Try it: Please retype, unchanged, each line from the top of the material below through the line where "Reviewer note: check that each instance of the dark" appears.

# # #

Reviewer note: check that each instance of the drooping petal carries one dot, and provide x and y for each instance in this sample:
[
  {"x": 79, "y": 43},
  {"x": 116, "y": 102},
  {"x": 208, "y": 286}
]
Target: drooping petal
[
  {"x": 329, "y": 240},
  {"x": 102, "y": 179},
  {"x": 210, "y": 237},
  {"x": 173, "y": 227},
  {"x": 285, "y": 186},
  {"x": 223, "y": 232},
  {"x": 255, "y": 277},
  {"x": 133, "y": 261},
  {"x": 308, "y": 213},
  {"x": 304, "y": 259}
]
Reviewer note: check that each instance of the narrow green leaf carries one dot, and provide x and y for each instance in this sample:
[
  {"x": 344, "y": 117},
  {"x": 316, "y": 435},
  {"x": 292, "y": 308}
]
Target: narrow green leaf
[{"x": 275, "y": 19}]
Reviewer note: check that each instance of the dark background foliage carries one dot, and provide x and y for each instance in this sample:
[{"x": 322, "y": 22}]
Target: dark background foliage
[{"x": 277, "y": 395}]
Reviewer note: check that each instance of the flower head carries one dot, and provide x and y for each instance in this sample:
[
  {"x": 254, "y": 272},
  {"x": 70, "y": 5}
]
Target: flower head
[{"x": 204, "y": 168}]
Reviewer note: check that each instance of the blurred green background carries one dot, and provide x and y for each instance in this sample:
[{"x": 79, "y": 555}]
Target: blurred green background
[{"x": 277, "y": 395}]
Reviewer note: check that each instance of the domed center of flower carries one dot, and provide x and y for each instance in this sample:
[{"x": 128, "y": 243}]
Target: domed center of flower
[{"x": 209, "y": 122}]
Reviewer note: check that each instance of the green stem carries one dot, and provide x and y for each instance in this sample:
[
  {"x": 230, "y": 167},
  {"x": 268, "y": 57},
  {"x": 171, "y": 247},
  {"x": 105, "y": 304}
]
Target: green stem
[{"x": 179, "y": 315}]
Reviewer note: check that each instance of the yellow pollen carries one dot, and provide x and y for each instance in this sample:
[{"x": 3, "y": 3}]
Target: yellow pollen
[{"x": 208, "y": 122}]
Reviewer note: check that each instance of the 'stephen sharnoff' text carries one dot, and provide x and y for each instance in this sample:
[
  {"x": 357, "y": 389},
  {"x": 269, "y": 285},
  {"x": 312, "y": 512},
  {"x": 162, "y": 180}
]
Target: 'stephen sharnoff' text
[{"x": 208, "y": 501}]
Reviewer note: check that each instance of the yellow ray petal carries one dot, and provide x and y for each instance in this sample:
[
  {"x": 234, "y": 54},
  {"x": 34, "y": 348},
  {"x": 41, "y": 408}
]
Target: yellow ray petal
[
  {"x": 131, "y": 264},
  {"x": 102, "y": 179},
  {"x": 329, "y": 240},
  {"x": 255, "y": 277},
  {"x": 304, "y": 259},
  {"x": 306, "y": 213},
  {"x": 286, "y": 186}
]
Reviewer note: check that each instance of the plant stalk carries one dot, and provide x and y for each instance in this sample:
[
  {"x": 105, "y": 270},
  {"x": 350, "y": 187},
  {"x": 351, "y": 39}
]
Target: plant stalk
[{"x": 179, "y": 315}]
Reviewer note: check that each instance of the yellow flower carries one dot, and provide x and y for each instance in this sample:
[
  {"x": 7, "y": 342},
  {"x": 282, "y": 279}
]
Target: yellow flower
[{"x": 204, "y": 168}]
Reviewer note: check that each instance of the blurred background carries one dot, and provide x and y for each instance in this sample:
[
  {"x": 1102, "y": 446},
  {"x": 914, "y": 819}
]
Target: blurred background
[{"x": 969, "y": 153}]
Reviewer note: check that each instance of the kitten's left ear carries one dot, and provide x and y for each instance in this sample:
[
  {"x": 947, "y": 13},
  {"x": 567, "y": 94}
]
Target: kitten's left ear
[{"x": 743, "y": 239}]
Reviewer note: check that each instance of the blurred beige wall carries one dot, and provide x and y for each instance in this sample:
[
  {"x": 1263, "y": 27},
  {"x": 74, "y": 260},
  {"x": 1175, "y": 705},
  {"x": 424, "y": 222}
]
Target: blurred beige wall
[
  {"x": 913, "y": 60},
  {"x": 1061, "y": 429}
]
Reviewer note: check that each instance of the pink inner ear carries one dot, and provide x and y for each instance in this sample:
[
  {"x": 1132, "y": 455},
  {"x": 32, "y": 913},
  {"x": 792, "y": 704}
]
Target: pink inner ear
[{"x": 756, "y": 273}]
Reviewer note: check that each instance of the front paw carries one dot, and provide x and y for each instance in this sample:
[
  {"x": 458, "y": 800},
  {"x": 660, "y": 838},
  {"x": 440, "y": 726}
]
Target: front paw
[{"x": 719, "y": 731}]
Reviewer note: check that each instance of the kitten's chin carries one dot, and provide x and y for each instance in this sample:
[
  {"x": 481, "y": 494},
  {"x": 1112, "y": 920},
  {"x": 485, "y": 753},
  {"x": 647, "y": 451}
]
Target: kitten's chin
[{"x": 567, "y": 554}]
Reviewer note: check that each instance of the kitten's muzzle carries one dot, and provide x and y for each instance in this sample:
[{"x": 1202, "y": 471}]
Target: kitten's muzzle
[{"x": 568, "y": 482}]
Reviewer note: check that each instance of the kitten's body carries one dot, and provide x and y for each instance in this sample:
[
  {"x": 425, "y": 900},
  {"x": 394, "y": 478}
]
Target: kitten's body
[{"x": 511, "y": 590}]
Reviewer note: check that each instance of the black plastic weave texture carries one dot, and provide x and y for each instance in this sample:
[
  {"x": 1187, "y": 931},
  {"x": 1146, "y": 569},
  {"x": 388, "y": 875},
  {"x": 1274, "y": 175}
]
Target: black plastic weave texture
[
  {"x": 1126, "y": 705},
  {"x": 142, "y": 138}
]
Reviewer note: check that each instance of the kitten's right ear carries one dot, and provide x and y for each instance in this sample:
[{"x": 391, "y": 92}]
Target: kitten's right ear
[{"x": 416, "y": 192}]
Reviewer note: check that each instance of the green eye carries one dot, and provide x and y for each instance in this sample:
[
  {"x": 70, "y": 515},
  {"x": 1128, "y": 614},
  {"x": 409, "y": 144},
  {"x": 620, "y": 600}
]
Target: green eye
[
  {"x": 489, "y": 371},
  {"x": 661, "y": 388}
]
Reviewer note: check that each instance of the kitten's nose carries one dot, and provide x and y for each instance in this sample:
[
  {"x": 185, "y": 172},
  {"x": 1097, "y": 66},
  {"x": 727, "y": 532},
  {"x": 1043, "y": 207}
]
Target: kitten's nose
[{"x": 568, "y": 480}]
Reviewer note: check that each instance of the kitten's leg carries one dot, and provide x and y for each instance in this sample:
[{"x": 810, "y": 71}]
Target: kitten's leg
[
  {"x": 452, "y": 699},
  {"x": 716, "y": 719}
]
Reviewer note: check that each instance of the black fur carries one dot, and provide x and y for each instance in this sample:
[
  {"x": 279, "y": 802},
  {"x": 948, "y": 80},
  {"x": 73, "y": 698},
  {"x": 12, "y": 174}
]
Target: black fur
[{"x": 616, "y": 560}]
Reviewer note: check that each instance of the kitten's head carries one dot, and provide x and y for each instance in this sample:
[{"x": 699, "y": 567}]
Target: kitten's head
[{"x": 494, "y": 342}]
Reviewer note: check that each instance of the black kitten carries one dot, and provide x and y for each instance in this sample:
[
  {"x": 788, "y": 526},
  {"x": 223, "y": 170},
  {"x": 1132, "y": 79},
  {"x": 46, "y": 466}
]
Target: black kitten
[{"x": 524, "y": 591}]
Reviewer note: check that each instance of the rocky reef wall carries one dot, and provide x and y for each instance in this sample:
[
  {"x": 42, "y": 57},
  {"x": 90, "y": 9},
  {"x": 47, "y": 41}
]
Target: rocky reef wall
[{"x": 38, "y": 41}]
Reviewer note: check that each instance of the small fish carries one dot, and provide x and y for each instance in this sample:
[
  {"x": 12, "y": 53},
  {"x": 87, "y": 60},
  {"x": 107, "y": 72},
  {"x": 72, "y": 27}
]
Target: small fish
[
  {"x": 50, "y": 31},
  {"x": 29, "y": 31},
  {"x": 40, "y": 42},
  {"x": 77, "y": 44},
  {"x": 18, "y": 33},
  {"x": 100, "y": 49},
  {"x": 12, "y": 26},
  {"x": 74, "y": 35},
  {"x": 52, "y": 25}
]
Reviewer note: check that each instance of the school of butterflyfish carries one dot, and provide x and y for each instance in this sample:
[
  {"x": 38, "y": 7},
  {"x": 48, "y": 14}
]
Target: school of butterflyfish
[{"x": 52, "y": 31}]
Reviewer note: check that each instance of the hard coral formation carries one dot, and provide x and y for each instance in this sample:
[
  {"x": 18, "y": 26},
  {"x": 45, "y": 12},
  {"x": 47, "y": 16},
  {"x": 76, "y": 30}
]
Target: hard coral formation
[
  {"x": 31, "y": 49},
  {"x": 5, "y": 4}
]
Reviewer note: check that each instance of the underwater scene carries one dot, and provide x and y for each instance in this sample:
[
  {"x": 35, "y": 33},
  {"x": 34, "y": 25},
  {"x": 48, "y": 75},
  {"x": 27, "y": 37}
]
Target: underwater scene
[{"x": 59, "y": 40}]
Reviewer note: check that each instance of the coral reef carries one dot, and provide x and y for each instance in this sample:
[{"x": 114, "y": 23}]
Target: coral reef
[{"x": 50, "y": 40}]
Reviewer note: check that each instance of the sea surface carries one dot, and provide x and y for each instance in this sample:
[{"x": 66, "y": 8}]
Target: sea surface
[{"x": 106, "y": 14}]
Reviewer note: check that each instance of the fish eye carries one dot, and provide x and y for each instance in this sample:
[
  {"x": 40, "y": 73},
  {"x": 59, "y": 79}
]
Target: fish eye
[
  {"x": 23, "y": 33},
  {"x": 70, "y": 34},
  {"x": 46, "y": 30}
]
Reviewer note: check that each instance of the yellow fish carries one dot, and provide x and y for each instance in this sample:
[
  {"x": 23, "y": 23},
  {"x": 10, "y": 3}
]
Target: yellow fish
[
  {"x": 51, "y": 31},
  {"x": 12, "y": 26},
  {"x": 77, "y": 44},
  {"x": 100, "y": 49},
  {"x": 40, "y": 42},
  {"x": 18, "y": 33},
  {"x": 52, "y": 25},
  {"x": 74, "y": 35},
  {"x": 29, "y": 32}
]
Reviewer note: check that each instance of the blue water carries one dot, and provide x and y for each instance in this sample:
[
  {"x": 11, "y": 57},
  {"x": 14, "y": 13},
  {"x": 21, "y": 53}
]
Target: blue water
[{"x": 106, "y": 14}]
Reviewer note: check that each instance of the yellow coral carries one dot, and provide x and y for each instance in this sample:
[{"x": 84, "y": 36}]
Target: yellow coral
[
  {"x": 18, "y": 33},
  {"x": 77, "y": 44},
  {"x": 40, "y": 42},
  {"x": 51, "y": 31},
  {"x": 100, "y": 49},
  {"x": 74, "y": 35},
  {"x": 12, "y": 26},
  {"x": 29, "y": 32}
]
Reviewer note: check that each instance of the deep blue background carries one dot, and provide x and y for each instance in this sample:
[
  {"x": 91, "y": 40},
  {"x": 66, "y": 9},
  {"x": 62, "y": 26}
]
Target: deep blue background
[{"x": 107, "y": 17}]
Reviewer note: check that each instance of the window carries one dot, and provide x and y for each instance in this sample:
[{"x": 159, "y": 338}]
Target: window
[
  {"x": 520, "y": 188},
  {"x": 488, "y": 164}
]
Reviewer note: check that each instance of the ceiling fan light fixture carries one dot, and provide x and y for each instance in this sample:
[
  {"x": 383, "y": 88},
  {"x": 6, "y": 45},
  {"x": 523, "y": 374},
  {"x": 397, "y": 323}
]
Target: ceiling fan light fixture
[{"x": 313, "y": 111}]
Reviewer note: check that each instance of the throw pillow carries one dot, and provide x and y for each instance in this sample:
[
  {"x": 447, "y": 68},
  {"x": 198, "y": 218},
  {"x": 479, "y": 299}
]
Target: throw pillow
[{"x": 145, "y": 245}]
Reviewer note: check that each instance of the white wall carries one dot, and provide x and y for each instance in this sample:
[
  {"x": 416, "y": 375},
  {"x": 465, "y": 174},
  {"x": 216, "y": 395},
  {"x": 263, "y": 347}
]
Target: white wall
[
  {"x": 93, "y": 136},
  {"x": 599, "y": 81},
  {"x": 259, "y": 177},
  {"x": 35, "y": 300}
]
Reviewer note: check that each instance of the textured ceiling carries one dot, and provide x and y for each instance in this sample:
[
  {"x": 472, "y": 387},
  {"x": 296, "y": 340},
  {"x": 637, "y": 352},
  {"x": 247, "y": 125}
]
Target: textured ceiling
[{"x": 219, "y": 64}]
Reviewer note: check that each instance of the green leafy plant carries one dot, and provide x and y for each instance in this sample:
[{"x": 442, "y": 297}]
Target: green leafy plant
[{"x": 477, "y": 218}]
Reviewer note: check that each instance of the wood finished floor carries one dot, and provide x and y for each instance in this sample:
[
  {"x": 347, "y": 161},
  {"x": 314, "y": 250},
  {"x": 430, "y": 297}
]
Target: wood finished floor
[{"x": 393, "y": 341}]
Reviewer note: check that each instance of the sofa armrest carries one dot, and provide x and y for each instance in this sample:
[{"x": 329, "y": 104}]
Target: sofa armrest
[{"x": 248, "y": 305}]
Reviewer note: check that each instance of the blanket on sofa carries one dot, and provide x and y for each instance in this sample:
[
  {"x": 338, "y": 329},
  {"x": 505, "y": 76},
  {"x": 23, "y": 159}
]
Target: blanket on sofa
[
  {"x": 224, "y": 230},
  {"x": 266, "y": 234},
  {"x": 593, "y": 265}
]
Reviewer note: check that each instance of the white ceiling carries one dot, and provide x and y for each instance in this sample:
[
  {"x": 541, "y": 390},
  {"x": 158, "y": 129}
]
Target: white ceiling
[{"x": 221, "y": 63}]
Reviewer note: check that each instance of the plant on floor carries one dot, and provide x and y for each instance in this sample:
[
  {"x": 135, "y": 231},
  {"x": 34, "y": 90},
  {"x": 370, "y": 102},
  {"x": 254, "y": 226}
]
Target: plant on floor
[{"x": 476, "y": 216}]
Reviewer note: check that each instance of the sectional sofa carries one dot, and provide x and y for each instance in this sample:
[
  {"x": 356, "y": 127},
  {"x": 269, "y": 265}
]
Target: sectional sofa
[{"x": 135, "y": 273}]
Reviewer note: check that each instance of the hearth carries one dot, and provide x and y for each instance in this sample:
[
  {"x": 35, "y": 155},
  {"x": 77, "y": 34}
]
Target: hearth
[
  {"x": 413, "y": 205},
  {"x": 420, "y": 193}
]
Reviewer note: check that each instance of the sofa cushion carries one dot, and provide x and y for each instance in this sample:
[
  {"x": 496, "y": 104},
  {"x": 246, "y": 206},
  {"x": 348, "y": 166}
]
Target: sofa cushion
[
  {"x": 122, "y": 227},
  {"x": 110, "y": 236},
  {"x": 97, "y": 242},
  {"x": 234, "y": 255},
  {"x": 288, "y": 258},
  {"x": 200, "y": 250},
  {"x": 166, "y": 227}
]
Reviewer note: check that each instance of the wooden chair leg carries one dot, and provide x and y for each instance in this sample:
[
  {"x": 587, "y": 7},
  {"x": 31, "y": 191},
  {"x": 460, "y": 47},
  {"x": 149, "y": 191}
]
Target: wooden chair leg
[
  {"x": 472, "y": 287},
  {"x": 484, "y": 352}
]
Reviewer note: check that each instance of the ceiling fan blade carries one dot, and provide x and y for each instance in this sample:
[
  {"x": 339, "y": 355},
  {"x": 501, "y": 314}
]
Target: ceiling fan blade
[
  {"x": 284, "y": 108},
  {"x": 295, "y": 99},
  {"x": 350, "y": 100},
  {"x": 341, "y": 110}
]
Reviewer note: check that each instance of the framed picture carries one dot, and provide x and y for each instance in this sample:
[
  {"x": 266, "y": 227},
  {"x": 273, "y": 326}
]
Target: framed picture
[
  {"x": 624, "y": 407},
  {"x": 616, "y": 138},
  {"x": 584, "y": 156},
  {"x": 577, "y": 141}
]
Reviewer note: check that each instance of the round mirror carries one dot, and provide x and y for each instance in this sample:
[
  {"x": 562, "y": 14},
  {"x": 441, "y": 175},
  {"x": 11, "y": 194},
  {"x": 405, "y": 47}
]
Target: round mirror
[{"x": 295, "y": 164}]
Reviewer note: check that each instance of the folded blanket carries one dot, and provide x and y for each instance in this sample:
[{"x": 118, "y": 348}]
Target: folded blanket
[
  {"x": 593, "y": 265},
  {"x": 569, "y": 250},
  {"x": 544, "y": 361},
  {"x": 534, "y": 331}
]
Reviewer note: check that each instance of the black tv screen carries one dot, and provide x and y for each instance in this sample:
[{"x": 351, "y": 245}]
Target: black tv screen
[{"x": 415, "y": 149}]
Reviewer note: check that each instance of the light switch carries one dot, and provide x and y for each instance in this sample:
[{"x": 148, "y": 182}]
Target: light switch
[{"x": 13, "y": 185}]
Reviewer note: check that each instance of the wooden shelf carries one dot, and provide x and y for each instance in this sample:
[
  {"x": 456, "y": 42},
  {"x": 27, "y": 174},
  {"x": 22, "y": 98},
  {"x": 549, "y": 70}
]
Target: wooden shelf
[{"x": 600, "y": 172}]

# # #

Result:
Reviewer note: check that each instance of the drooping petal carries one dot, and provide x and y for each instance in this sample:
[
  {"x": 79, "y": 43},
  {"x": 116, "y": 102},
  {"x": 208, "y": 286}
]
Target: drooping petal
[
  {"x": 329, "y": 240},
  {"x": 102, "y": 179},
  {"x": 210, "y": 237},
  {"x": 173, "y": 227},
  {"x": 285, "y": 186},
  {"x": 223, "y": 232},
  {"x": 255, "y": 277},
  {"x": 133, "y": 261},
  {"x": 308, "y": 213},
  {"x": 304, "y": 259}
]
Reviewer note: check that each instance of the narrow green leaf carries one dot, and provide x and y for each instance in this sample:
[
  {"x": 344, "y": 117},
  {"x": 316, "y": 435},
  {"x": 292, "y": 308}
]
Target: narrow green leaf
[{"x": 275, "y": 19}]
Reviewer note: check that each instance of the dark background foliage carries one dot, and provide x and y for each instance in this sample:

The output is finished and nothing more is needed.